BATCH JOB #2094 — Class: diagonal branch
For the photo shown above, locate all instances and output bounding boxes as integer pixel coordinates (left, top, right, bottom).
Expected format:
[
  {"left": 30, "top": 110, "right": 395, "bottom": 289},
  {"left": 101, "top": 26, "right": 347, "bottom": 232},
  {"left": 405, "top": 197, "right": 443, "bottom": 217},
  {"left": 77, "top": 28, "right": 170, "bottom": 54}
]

● ● ● ●

• **Your instructions**: From the records above, extract every entry exactly as given.

• **Result**:
BATCH JOB #2094 — Class: diagonal branch
For the photo shown above, locate all instances and output bounding boxes as integer pixel coordinates (left, top, right, bottom).
Expected format:
[
  {"left": 30, "top": 110, "right": 395, "bottom": 289},
  {"left": 101, "top": 26, "right": 347, "bottom": 232},
  {"left": 405, "top": 197, "right": 443, "bottom": 217},
  {"left": 77, "top": 28, "right": 170, "bottom": 54}
]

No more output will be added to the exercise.